=== Begin Enclosure ===
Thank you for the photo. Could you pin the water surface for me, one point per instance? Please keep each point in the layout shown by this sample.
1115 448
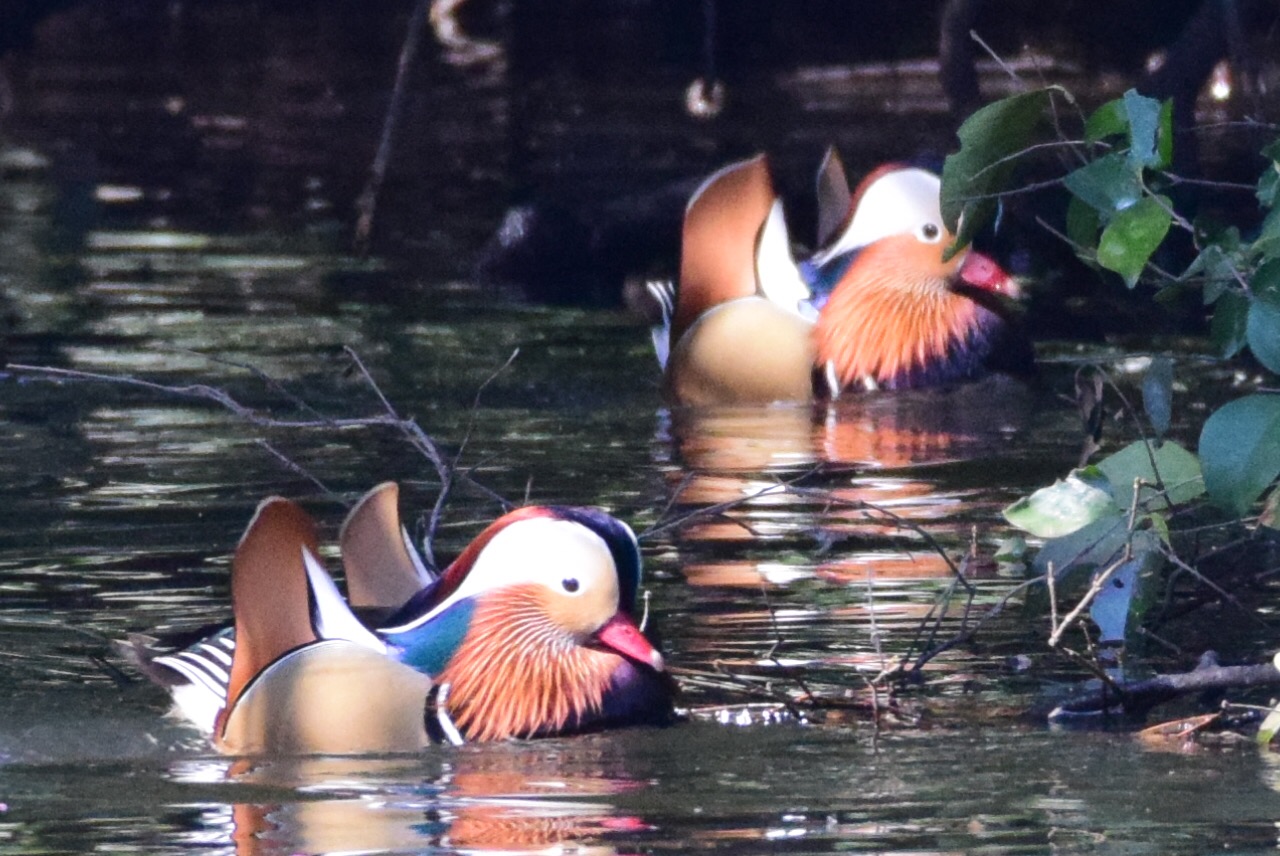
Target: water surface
191 228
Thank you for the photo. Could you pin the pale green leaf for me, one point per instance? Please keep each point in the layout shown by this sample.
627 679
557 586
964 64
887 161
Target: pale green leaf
1239 449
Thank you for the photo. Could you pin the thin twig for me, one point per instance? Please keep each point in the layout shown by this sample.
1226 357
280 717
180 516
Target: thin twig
368 201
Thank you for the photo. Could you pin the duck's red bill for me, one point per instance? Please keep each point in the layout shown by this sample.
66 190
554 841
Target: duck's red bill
626 639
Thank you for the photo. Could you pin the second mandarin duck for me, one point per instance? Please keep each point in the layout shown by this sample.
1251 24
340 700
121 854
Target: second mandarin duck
876 309
529 632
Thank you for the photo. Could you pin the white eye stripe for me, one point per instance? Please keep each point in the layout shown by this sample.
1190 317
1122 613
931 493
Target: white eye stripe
542 550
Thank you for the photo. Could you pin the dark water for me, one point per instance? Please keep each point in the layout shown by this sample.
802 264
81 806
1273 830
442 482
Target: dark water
190 225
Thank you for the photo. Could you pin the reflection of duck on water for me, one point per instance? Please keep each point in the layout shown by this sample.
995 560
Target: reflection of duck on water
877 307
529 632
528 806
869 452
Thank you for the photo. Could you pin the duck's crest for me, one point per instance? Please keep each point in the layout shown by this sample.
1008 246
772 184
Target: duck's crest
718 243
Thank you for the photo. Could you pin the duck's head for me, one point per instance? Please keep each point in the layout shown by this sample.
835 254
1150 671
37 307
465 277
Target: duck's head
894 311
531 628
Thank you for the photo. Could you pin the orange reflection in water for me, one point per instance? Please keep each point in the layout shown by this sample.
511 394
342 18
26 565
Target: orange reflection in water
497 801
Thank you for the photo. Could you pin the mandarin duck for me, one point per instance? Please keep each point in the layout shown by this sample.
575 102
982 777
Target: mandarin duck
529 632
876 307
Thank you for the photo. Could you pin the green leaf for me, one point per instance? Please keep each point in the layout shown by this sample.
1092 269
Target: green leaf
1061 508
1107 120
1239 449
1106 184
1132 236
1262 333
1143 117
1120 604
1176 468
1082 225
1270 179
1270 516
1270 726
973 175
1157 394
1084 549
1228 329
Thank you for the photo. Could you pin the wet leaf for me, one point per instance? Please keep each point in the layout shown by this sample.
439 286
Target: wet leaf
1228 328
1061 508
1106 184
1157 394
1270 516
1239 448
1176 468
1143 115
1262 328
973 175
1107 120
1125 596
1132 236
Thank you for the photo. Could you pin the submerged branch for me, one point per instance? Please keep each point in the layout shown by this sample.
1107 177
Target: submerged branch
1137 697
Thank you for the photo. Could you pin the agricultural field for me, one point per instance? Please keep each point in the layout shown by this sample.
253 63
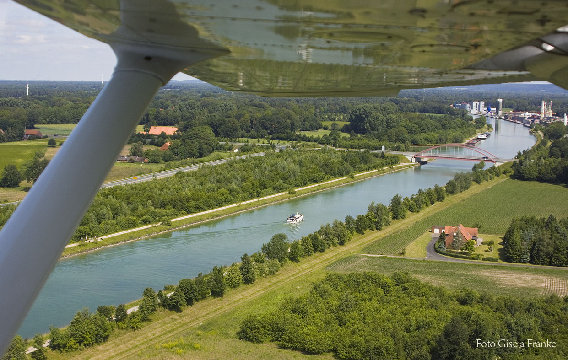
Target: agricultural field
527 281
330 123
417 248
491 211
320 132
208 329
55 129
65 129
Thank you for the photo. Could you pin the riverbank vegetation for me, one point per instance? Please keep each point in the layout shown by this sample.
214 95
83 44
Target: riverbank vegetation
126 207
548 160
540 241
274 254
216 336
369 315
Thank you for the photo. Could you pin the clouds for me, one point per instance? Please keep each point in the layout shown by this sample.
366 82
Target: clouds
34 47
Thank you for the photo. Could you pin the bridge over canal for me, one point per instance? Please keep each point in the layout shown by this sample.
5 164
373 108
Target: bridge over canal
460 152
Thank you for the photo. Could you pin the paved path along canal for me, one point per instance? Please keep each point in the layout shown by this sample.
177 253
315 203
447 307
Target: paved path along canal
119 274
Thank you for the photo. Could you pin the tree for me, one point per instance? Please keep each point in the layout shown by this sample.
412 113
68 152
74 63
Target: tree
277 247
106 311
233 276
469 246
189 290
176 301
136 149
16 350
296 251
247 269
217 282
149 304
11 177
39 353
120 313
202 284
35 167
396 207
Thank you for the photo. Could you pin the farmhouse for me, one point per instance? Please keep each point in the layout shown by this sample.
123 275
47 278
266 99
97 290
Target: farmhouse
456 236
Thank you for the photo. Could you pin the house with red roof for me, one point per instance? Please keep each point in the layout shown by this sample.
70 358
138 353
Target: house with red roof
157 130
456 236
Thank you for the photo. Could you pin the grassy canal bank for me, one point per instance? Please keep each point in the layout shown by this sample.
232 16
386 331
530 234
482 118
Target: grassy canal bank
219 213
207 330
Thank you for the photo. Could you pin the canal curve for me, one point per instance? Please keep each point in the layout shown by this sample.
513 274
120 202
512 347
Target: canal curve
119 274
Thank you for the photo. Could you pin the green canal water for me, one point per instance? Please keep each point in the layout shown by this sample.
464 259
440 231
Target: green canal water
119 274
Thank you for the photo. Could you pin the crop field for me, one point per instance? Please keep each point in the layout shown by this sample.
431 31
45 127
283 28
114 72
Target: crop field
484 277
340 124
417 248
55 129
491 211
321 132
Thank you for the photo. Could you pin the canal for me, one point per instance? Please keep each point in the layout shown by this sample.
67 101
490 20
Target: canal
119 274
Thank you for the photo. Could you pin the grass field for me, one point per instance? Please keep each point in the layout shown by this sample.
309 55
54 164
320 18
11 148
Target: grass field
491 211
484 277
207 330
18 152
65 129
321 132
417 248
56 129
339 124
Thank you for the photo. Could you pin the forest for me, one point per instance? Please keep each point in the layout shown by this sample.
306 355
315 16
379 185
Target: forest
546 161
372 316
539 241
393 122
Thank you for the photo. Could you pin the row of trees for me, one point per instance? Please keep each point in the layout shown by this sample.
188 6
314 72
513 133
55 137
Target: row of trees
540 241
126 207
372 316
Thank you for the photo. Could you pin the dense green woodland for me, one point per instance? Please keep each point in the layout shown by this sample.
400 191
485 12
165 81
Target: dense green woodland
542 241
371 316
126 207
394 122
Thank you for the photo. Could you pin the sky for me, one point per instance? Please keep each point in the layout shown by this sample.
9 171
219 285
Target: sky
34 47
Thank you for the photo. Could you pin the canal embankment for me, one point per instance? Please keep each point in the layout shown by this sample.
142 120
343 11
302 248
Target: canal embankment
179 223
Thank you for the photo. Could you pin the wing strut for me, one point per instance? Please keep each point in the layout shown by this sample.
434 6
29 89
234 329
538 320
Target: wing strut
33 239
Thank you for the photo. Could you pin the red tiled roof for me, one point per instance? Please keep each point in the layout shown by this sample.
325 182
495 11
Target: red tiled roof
157 130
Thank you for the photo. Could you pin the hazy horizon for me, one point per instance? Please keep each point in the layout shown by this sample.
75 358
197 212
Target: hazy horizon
36 48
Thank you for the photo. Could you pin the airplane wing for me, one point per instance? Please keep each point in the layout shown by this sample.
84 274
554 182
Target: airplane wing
267 47
345 47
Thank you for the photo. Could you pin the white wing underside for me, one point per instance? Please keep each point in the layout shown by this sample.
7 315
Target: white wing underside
338 47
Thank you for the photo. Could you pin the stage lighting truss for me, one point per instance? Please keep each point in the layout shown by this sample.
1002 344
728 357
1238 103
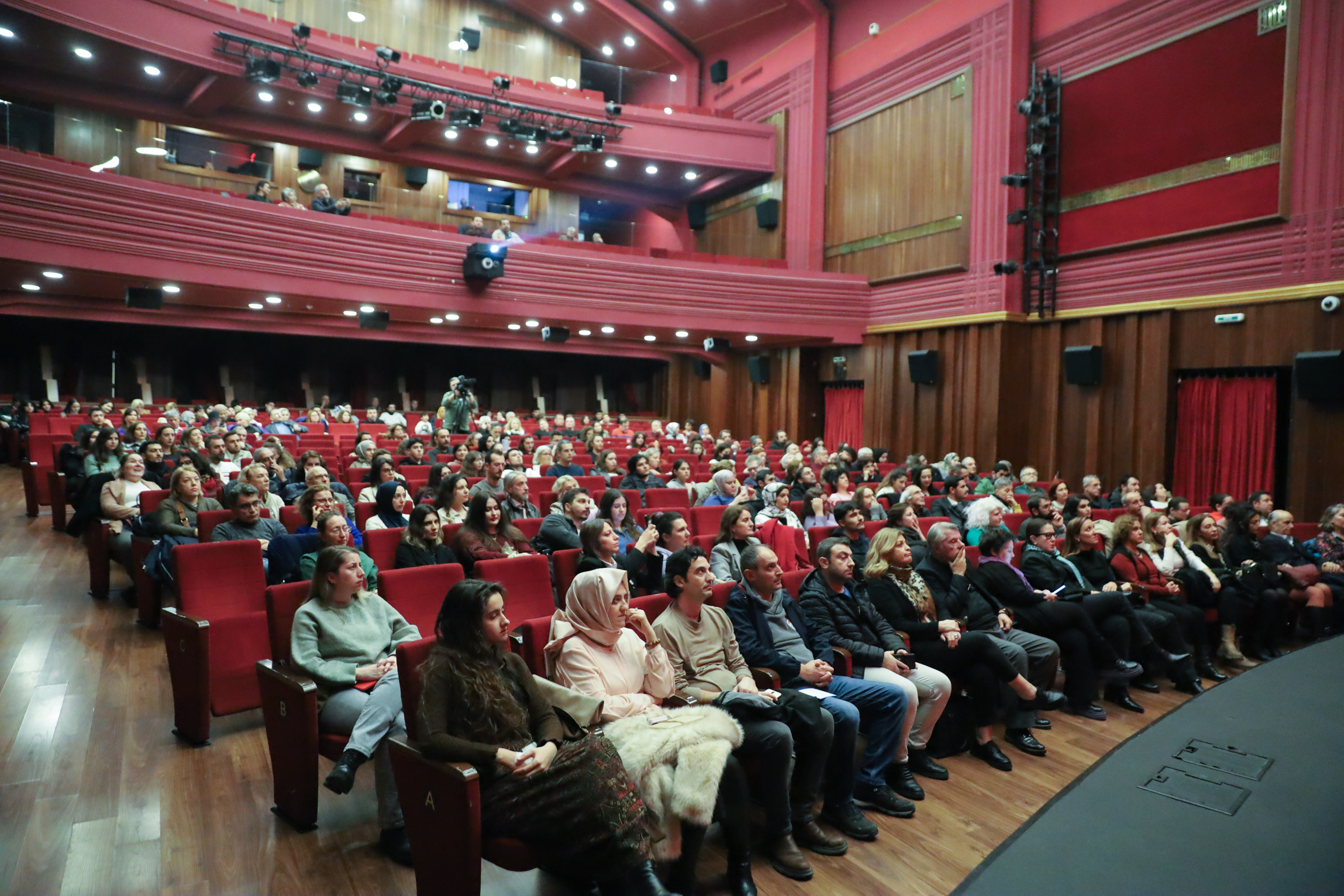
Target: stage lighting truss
1039 214
365 85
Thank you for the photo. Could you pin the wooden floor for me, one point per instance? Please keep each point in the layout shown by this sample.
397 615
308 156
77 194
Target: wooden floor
99 797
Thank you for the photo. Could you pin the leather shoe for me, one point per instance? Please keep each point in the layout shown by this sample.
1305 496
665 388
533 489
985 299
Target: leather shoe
901 780
922 763
787 859
1022 739
1120 696
808 835
991 754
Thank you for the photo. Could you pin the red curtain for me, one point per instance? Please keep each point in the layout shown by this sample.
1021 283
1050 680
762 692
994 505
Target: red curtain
844 416
1225 436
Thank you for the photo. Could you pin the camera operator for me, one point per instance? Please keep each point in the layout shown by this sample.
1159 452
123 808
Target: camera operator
460 405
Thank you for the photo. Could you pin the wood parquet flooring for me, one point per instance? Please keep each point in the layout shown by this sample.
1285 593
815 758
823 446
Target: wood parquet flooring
99 797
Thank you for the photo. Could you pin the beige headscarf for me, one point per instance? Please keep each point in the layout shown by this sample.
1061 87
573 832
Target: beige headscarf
585 613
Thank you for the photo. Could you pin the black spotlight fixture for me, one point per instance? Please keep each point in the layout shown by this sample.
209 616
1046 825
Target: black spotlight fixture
263 72
354 95
465 117
484 261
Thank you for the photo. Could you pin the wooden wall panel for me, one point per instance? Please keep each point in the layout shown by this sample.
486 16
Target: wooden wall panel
904 167
737 233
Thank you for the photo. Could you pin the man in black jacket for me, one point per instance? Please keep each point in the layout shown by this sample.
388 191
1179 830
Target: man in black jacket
839 609
773 632
1035 659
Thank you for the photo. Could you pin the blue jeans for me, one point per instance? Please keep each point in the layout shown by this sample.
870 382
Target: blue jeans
879 710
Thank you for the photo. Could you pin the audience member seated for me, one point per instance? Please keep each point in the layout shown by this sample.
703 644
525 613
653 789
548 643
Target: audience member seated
324 202
488 535
390 501
483 706
421 544
346 638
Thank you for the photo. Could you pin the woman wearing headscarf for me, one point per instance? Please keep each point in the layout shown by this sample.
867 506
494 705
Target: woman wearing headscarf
390 499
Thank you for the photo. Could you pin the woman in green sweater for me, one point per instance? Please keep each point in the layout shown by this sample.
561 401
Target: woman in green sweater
346 637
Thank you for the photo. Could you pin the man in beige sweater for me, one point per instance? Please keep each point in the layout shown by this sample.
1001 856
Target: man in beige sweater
706 664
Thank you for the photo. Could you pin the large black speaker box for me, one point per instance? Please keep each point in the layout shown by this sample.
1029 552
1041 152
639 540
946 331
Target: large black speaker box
768 214
924 366
758 366
147 297
1320 377
1082 365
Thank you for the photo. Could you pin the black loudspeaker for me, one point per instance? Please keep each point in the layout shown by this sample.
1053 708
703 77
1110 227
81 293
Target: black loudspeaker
=== End Enclosure ===
In the material above, how many lines have the word "loudspeaker"? Give that number and nothing else.

2